* _SELECTED TEXT_
Saturday, December 22, 2018

Hallelujah: How Handel played the markets

Professor Ellen Harris wrote the definitive paper on Handel's finances, Handel the Investor, definitive that is until a BBC reporter made a startling find:

A chance discovery in a ledger at the Bank of England suggests the composer Handel may have been a smart financial operator.

Professor Harris came back with the new definitive paper:

From MIT Open Access:

Courting Gentility: Handel at the Bank of England 

Author: Harris, Ellen T.
Department: Massachusetts Institute of Technology. Department of Humanities. Music and Theater Arts Section
Publisher: Oxford University Press
Date Issued: 2010-08
Perhaps one of the most surprising events of the 250th anniversary year of Handel’s death, in both its content and method of delivery, occurred on a BBC Radio 3 program devoted to the composer’s investments: John Keyworth, Curator of the Museum of the Bank of England, revealed that Handel had opened his first South Sea Annuities account in 1723, five years earlier than previously known.1 The discovery of this early investment activity offers important new information about Handel’s investment practices and their financial outcomes. Further, renewed examination of the records at the Bank of England has permitted a better understanding of the importance of signed transfer forms as biographical documents. In publishing this material, I follow the plan of my earlier article, “Handel the Investor” (Music & Letters 83 [2004], 521-575) in providing a full diplomatic transcription of the account in Appendix I and a list of the people with whom Handel had transactions in Appendix II.

* _RECORDED INFORMATION_
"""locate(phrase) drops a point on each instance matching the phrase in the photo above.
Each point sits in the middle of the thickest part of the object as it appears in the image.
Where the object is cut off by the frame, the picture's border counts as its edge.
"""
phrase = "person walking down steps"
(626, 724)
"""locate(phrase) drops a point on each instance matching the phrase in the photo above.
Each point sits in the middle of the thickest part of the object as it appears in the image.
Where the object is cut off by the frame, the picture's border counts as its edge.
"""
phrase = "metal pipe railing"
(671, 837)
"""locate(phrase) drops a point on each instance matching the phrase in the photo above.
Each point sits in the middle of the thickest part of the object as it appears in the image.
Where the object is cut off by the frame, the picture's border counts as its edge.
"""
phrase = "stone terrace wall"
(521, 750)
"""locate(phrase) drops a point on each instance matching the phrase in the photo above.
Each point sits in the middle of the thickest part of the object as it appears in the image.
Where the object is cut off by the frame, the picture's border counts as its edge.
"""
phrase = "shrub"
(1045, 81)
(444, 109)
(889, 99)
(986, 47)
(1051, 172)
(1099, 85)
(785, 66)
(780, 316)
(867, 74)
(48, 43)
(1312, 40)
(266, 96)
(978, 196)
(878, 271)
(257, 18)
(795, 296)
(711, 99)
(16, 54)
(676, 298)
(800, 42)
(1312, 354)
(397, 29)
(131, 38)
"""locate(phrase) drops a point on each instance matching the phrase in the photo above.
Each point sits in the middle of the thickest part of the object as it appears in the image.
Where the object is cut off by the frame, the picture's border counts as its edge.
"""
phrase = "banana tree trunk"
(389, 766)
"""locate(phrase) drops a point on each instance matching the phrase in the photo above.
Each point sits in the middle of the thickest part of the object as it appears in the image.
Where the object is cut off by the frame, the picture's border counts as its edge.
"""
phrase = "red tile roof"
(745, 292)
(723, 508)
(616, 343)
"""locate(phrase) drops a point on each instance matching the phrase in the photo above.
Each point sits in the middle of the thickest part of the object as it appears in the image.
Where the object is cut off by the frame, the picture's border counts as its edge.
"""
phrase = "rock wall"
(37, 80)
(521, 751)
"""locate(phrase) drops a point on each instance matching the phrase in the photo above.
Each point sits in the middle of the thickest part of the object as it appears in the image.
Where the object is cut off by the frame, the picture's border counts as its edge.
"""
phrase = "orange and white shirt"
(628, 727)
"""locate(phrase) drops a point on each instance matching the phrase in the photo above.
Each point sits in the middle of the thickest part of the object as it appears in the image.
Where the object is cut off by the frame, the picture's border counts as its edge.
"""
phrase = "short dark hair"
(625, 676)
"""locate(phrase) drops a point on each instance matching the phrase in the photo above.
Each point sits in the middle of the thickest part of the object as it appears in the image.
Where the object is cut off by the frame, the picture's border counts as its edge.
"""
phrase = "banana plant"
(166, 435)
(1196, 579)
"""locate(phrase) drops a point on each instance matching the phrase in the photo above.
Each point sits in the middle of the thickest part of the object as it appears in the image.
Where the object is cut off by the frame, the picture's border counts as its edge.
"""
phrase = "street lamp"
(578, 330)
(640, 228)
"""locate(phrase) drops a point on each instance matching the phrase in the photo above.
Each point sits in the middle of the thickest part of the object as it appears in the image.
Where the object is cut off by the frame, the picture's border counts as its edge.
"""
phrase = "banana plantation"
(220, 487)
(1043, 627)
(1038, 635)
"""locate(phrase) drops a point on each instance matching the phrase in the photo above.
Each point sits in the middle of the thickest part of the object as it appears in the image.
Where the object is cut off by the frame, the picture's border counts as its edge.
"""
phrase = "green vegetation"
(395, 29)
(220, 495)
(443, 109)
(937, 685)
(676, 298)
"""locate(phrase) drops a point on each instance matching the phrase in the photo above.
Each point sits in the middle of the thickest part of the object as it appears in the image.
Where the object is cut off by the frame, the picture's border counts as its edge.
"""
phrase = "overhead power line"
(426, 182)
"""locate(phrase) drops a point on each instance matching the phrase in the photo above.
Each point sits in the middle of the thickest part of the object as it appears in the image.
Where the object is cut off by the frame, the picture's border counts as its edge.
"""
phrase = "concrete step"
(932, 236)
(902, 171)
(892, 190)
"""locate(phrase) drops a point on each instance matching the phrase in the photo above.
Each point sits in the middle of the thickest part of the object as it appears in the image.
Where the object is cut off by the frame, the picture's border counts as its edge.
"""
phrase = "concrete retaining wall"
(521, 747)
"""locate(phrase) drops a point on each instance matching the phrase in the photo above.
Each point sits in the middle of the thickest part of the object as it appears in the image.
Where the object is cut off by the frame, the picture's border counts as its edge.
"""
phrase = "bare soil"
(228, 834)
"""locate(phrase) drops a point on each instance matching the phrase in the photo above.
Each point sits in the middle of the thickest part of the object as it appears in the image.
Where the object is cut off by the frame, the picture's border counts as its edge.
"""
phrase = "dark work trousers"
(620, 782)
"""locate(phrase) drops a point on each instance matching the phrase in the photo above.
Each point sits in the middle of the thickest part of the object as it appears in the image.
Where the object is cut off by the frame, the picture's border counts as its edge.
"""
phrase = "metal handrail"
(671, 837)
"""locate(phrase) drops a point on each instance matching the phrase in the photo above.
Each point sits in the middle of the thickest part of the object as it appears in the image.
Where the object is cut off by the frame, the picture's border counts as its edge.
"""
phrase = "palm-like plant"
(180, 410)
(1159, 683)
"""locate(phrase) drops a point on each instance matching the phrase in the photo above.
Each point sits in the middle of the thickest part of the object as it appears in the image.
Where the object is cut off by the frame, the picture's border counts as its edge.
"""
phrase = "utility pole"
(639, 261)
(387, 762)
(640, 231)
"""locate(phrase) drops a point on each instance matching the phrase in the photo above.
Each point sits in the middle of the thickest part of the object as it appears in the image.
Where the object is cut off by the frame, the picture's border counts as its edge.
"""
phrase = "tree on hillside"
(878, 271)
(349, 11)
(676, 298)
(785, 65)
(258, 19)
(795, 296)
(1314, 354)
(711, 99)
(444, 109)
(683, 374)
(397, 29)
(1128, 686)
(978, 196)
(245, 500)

* _STATED TASK_
According to the text on Handel's investments, in what year did Handel open his first South Sea Annuities account? The records play no part in what follows here.

* _FULL RESPONSE_
1723